*** SOURCE MATERIAL

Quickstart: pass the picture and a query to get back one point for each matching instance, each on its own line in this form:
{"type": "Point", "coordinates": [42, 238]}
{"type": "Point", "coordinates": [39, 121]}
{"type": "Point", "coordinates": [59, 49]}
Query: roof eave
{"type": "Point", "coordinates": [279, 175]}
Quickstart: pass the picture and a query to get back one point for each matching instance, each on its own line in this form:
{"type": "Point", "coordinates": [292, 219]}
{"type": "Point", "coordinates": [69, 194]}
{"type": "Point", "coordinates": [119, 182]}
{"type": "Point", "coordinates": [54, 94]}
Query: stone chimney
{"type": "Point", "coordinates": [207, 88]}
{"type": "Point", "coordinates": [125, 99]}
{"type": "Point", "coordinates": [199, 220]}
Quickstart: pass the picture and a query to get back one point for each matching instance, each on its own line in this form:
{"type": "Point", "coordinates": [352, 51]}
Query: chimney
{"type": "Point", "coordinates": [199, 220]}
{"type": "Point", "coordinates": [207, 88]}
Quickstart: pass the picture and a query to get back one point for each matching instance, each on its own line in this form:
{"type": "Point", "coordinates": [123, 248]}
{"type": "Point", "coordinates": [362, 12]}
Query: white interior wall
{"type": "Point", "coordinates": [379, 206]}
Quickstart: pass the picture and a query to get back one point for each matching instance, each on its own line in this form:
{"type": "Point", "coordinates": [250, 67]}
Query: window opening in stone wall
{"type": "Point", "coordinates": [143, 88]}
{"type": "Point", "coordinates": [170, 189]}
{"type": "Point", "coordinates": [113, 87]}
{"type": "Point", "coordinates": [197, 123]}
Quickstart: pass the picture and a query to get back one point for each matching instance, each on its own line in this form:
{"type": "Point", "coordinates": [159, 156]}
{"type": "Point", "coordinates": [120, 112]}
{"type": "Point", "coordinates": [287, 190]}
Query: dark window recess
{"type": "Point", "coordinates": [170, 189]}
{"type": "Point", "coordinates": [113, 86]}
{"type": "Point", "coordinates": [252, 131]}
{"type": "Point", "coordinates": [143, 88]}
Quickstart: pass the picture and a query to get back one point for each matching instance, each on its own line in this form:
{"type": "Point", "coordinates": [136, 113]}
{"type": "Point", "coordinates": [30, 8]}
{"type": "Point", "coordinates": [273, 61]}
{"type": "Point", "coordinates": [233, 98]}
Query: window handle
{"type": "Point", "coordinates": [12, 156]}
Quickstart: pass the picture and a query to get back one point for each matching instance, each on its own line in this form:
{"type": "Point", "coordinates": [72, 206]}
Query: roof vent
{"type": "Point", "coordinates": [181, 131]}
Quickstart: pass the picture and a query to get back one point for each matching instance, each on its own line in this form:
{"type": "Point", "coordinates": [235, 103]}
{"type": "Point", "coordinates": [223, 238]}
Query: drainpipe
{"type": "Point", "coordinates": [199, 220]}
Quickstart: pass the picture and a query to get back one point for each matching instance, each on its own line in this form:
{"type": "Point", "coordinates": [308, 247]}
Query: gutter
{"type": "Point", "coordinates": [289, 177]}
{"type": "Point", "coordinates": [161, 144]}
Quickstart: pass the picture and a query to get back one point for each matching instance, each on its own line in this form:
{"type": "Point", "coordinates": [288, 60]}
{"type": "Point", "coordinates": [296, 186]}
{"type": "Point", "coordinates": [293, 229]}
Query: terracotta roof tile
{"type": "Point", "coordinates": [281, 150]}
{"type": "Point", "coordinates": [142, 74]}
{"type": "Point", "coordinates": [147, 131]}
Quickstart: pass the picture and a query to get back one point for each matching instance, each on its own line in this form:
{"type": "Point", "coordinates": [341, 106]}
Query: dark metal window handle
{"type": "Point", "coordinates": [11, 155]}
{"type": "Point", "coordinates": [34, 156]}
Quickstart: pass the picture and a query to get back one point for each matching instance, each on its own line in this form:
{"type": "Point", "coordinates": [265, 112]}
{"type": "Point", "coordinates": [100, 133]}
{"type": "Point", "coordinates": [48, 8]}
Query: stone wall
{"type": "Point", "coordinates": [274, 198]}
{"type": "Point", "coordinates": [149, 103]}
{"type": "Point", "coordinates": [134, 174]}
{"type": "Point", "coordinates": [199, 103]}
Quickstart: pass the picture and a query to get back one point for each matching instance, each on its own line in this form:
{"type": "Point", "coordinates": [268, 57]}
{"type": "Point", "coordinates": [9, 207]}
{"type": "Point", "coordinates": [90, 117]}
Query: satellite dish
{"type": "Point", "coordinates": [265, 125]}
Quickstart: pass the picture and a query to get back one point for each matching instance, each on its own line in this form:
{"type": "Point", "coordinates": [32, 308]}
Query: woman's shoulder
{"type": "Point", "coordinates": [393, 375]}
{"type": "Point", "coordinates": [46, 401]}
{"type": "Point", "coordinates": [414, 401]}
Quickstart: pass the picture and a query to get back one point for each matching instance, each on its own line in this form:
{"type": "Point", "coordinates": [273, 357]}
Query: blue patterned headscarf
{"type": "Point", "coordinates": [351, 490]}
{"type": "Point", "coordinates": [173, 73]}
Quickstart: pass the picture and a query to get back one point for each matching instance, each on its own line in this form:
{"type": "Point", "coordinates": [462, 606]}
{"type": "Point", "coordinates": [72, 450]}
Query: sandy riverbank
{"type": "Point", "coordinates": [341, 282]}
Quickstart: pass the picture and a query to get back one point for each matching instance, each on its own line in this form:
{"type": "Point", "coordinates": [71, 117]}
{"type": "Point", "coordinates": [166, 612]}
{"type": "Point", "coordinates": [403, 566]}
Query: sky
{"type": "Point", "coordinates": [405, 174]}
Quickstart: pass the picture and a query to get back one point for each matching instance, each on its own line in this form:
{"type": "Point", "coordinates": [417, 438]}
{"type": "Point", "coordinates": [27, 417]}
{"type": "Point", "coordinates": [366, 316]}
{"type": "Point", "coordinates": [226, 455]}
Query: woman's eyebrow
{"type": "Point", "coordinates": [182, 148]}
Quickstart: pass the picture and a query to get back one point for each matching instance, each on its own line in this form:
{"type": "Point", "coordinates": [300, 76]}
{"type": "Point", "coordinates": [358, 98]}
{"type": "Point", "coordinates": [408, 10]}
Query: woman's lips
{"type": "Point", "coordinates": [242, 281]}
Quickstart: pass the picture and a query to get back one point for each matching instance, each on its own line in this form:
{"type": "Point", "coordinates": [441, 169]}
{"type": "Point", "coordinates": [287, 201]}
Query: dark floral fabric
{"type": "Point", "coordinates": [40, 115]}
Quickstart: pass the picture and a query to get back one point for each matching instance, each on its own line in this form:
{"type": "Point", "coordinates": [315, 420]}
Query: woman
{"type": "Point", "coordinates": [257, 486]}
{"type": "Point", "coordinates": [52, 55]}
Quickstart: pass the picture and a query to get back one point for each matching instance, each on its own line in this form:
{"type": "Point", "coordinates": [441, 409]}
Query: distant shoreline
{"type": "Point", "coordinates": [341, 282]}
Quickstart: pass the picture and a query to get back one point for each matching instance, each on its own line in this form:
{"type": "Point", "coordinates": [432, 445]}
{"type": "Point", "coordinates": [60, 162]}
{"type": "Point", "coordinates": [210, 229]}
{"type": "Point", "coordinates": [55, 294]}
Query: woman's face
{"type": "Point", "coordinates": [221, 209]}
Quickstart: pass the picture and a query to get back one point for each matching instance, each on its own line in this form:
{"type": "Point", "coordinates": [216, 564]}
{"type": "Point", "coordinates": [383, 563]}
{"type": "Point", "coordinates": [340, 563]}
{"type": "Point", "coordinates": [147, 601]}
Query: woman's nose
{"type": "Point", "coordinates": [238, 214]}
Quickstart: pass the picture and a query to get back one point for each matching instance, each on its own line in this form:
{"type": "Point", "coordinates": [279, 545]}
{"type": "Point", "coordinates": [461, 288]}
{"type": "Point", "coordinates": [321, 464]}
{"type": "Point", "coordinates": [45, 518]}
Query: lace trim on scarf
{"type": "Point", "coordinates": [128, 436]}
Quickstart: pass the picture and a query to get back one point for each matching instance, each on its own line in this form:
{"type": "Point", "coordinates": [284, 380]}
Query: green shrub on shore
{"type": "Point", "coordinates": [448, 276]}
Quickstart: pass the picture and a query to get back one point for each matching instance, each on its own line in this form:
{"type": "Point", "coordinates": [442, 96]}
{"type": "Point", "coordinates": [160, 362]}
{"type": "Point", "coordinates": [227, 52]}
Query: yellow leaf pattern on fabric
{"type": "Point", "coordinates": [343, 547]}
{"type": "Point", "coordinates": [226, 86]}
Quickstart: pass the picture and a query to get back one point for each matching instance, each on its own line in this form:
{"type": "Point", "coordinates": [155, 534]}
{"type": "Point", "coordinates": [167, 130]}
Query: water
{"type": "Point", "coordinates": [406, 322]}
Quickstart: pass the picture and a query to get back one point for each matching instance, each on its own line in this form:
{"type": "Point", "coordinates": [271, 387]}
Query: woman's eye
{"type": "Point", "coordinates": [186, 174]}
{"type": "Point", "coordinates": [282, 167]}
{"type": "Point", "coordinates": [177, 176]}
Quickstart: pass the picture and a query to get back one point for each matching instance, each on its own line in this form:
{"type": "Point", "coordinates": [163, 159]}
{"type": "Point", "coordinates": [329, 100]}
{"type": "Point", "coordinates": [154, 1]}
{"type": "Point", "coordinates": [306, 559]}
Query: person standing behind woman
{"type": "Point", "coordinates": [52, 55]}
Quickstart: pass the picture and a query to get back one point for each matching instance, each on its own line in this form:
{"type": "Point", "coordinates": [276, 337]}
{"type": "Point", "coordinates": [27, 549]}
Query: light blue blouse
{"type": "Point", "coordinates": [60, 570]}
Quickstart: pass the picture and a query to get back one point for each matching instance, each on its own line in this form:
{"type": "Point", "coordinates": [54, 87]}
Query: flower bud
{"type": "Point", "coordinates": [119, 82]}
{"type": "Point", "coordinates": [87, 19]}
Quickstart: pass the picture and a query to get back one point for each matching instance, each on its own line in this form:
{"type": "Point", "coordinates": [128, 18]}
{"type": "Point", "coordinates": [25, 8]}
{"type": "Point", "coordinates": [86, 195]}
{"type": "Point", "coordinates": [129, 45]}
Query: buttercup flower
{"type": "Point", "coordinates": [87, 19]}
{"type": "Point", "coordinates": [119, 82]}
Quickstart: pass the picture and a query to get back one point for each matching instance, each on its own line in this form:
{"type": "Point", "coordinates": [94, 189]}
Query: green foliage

******

* _THE TASK_
Please tally the lines of the material above that contain the string "stone", treating uppercase and lowercase as different, and reply with the number alone.

* _RESPONSE_
3